Your goal:
Find every line in the records below that contains the string "building", and copy each of those lines. Matching is case-sensitive.

Extracted information:
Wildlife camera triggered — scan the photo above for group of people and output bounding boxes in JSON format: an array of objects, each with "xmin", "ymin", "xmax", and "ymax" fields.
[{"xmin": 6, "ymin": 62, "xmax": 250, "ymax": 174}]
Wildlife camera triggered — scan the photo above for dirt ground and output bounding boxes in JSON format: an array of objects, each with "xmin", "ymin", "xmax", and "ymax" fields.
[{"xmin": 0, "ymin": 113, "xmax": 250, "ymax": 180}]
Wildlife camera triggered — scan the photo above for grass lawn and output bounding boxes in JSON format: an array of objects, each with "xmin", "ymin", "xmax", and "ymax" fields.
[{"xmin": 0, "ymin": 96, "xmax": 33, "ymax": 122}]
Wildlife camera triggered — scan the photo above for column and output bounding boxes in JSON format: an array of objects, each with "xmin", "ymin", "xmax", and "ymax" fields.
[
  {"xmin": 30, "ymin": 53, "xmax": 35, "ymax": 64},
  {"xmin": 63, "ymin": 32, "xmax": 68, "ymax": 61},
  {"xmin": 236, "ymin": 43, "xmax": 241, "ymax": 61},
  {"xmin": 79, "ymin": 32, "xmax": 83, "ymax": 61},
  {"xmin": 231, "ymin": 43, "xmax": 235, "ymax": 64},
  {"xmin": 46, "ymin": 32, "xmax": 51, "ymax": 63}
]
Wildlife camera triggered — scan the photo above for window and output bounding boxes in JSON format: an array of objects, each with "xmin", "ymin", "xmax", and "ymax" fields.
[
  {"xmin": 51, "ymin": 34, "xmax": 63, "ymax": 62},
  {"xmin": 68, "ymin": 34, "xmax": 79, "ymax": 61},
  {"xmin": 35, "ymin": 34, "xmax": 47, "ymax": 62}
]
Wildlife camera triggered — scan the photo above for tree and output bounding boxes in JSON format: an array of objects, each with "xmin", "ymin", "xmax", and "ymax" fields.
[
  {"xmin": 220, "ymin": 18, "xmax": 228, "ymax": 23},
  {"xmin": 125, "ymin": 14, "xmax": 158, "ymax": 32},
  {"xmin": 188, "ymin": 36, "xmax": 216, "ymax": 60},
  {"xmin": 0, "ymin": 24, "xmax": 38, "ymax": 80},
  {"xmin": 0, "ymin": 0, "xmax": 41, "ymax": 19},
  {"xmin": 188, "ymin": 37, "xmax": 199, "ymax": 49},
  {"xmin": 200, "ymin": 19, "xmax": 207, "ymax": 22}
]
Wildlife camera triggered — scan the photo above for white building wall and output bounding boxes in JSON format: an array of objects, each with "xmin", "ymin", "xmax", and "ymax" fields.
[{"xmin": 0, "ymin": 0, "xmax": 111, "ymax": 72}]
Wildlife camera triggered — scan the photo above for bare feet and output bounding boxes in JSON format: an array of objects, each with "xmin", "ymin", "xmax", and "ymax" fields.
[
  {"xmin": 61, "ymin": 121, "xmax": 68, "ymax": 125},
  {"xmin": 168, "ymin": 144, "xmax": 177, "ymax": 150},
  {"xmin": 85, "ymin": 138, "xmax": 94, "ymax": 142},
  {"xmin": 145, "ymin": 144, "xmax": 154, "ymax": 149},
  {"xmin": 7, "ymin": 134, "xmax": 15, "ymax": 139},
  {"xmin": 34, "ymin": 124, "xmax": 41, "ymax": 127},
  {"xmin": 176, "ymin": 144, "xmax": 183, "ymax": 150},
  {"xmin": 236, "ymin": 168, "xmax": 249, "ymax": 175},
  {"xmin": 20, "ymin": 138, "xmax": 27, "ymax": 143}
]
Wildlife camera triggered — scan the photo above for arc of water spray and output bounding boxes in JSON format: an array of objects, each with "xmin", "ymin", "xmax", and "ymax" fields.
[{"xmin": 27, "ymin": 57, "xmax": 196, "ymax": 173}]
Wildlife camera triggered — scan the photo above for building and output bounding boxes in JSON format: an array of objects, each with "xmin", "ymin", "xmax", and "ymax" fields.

Written answer:
Wildlife camera triggered — scan the photo above for white building wall and output bounding boxes in JSON format: an array of objects, each with "xmin", "ymin", "xmax", and "ymax" fields.
Wildlife camera triggered — scan the photo above for building and output bounding boxes in JSON format: an array of objects, each with "xmin", "ymin", "xmax", and "ymax" fields.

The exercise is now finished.